• [Given task] Rewrite the lines below as a JSON list of strings, one string per line, leaving out blank lines.

• [Record extracts]
————

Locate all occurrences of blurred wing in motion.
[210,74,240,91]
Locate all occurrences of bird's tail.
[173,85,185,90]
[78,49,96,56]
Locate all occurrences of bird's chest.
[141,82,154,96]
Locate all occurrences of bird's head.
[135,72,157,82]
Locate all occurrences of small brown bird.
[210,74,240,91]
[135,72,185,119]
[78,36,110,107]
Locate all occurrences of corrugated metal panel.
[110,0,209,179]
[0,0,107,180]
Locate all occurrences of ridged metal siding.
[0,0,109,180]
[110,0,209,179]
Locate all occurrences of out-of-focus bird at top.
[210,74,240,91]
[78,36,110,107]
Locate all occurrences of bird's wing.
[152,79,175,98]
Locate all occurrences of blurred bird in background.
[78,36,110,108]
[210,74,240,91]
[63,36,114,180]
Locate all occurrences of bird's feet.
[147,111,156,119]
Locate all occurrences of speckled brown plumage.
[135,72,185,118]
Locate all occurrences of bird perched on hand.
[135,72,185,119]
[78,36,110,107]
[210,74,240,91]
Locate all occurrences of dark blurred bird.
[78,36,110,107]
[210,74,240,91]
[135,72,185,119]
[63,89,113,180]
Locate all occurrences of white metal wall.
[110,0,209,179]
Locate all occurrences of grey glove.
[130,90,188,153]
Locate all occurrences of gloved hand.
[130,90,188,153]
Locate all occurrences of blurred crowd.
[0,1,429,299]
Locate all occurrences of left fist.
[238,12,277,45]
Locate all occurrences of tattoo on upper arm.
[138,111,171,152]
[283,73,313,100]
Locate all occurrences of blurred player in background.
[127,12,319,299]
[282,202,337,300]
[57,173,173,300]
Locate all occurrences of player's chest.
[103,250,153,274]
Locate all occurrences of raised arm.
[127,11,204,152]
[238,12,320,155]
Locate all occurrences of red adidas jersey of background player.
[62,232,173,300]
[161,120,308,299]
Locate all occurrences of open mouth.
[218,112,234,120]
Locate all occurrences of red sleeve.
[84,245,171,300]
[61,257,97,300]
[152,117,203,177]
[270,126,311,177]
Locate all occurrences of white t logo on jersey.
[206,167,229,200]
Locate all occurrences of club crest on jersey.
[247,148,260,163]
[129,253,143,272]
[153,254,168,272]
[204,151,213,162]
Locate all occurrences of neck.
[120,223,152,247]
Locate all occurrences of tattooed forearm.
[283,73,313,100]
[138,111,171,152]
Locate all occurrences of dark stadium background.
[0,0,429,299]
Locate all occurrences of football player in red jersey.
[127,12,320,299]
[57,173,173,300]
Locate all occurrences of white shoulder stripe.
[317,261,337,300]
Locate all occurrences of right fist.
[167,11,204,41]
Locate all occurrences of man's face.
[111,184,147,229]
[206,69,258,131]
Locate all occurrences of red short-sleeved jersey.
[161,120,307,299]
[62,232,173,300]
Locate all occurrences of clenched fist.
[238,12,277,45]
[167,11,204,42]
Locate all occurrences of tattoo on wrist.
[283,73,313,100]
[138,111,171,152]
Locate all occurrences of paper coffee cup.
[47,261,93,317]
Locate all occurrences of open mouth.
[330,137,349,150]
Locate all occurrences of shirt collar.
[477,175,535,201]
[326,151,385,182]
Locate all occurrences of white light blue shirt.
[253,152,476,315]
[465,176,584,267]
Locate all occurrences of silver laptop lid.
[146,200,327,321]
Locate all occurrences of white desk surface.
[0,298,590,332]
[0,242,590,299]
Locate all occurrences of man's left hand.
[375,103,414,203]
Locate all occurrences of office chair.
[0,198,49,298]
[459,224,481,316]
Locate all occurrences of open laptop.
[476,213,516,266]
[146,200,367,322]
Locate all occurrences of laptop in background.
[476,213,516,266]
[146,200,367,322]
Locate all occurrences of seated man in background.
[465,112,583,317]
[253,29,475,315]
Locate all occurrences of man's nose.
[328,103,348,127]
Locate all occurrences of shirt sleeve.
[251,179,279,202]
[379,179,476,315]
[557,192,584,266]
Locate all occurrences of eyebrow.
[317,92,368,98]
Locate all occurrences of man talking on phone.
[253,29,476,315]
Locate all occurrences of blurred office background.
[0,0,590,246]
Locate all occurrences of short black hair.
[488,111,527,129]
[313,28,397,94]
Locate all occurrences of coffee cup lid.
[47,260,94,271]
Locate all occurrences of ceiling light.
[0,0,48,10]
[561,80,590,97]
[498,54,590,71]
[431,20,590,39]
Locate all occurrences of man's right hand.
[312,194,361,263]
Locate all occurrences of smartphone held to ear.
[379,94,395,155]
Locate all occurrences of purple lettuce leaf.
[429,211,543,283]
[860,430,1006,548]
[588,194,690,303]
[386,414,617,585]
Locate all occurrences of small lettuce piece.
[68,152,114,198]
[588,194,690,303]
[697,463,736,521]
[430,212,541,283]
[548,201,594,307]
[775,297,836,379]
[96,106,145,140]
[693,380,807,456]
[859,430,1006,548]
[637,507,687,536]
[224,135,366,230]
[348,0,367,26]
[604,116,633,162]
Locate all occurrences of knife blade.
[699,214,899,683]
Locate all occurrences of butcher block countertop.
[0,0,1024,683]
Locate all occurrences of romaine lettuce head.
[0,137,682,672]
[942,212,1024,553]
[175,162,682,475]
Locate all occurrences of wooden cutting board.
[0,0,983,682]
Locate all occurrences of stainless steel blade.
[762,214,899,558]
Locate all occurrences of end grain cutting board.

————

• [Full solution]
[
  "Locate all occurrences of blurred wing in motion.",
  "[210,74,240,91]",
  "Locate all occurrences of bird's tail.",
  "[173,85,185,90]",
  "[78,49,96,56]",
  "Locate all occurrences of bird's chest.",
  "[141,82,154,96]",
  "Locate all occurrences of bird's head.",
  "[135,72,157,82]",
  "Locate all occurrences of small brown bird.",
  "[210,74,240,91]",
  "[135,72,185,119]",
  "[78,36,110,107]",
  "Locate all occurrences of corrugated metal panel.",
  "[110,0,209,179]",
  "[0,0,107,180]",
  "Locate all occurrences of ridged metal siding.",
  "[0,0,109,180]",
  "[110,0,209,179]",
  "Locate all occurrences of out-of-focus bird at top.",
  "[210,74,240,91]",
  "[78,36,110,107]",
  "Locate all occurrences of bird's wing.",
  "[152,79,175,98]",
  "Locate all occurrences of blurred bird in background.",
  "[78,36,110,108]",
  "[210,74,240,91]",
  "[63,36,114,180]",
  "Locate all occurrences of bird's feet.",
  "[147,111,156,119]",
  "Locate all occurrences of speckled brown plumage.",
  "[135,72,185,118]",
  "Locate all occurrences of bird perched on hand.",
  "[135,72,185,119]",
  "[78,36,110,107]",
  "[210,74,240,91]",
  "Locate all occurrences of dark blurred bird.",
  "[78,36,110,107]",
  "[210,74,240,91]",
  "[135,72,185,119]",
  "[63,89,113,180]",
  "Locate all occurrences of white metal wall.",
  "[110,0,209,179]",
  "Locate all occurrences of grey glove.",
  "[130,90,188,153]",
  "Locate all occurrences of gloved hand.",
  "[130,90,188,153]",
  "Locate all occurrences of blurred crowd.",
  "[0,1,429,299]",
  "Locate all occurrences of left fist.",
  "[238,12,277,45]",
  "Locate all occurrences of tattoo on upper arm.",
  "[138,111,171,152]",
  "[283,73,313,100]",
  "Locate all occurrences of blurred player in background.",
  "[127,12,319,299]",
  "[282,202,337,300]",
  "[57,173,173,300]",
  "Locate all occurrences of player's chest.",
  "[103,250,153,274]",
  "Locate all occurrences of raised arm.",
  "[127,11,204,152]",
  "[238,12,320,155]",
  "Locate all occurrences of red adidas jersey of background player.",
  "[62,232,173,300]",
  "[161,120,308,299]",
  "Locate all occurrences of open mouth.",
  "[218,112,234,120]",
  "Locate all occurrences of red sleeve.",
  "[84,245,171,300]",
  "[61,257,97,300]",
  "[152,117,203,177]",
  "[270,126,311,177]",
  "Locate all occurrences of white t logo on jersey.",
  "[206,167,229,200]",
  "Locate all occurrences of club crest on jersey.",
  "[247,148,260,163]",
  "[129,253,143,272]",
  "[153,254,168,272]",
  "[204,151,213,162]",
  "Locate all occurrences of neck.",
  "[120,223,152,247]",
  "Locate all occurrences of tattooed forearm.",
  "[283,73,313,100]",
  "[138,111,171,152]",
  "Locate all occurrences of dark stadium background.",
  "[0,0,429,299]",
  "Locate all occurrences of football player in red jersey.",
  "[127,12,320,299]",
  "[57,173,173,300]",
  "Locate all occurrences of white shoulder stripe.",
  "[317,261,337,300]",
  "Locate all occurrences of right fist.",
  "[167,11,204,41]",
  "Locate all occurrences of man's face.",
  "[111,184,147,229]",
  "[206,69,258,131]",
  "Locate all occurrences of red short-sleeved jersey.",
  "[161,120,307,299]",
  "[62,232,173,300]",
  "Locate all occurrences of clenched fist.",
  "[238,12,277,45]",
  "[167,11,204,42]",
  "Locate all occurrences of tattoo on wrist.",
  "[283,73,313,100]",
  "[138,111,171,152]",
  "Locate all occurrences of paper coffee cup.",
  "[47,261,93,317]",
  "Locate all occurrences of open mouth.",
  "[330,137,349,150]",
  "Locate all occurrences of shirt collar.",
  "[477,175,535,201]",
  "[326,151,385,182]",
  "Locate all occurrences of white light blue shirt.",
  "[253,152,476,315]",
  "[465,176,584,267]",
  "Locate all occurrences of silver laptop lid.",
  "[146,200,327,321]",
  "Locate all occurrences of white desk surface.",
  "[0,298,590,332]",
  "[0,242,590,299]",
  "Locate all occurrences of man's left hand.",
  "[375,103,414,203]",
  "Locate all occurrences of office chair.",
  "[0,198,49,298]",
  "[459,224,481,316]",
  "Locate all occurrences of open laptop.",
  "[476,213,516,266]",
  "[146,200,367,322]",
  "Locate all occurrences of laptop in background.",
  "[476,213,516,266]",
  "[146,200,367,322]",
  "Locate all occurrences of seated man in background.",
  "[465,112,583,317]",
  "[253,29,475,315]",
  "Locate all occurrences of man's nose.",
  "[328,103,348,127]",
  "Locate all occurrences of shirt sleeve.",
  "[251,179,279,202]",
  "[379,179,476,315]",
  "[557,192,584,266]",
  "Locate all occurrences of eyebrow.",
  "[317,92,368,98]",
  "Locate all occurrences of man talking on phone.",
  "[253,29,476,315]",
  "Locate all occurrences of blurred office background.",
  "[0,0,590,246]",
  "Locate all occurrences of short black hair.",
  "[488,111,527,129]",
  "[313,28,397,94]",
  "Locate all occurrences of coffee cup lid.",
  "[47,260,94,271]",
  "Locate all occurrences of ceiling light.",
  "[0,0,48,10]",
  "[561,80,590,97]",
  "[498,54,590,71]",
  "[431,20,590,39]",
  "Locate all occurrences of man's right hand.",
  "[312,194,361,263]",
  "Locate all occurrences of smartphone held to ear.",
  "[379,94,395,155]",
  "Locate all occurrences of purple lettuce leaf.",
  "[429,211,543,283]",
  "[860,430,1006,548]",
  "[588,194,690,303]",
  "[386,414,617,585]",
  "Locate all occurrences of small lettuce piece.",
  "[68,152,114,198]",
  "[588,194,690,303]",
  "[697,463,736,521]",
  "[430,212,541,283]",
  "[548,201,594,307]",
  "[775,297,836,379]",
  "[96,106,145,140]",
  "[693,380,807,456]",
  "[859,430,1006,548]",
  "[637,507,687,536]",
  "[224,135,366,230]",
  "[348,0,367,26]",
  "[604,116,633,162]",
  "Locate all occurrences of knife blade.",
  "[699,214,899,683]",
  "Locate all occurrences of butcher block countertop.",
  "[0,0,1024,683]",
  "Locate all occurrences of romaine lettuce head.",
  "[0,137,682,672]",
  "[942,212,1024,553]",
  "[175,162,682,475]",
  "Locate all occurrences of wooden cutting board.",
  "[0,0,983,682]",
  "Locate all occurrences of stainless steel blade.",
  "[762,214,899,558]",
  "Locate all occurrences of end grain cutting board."
]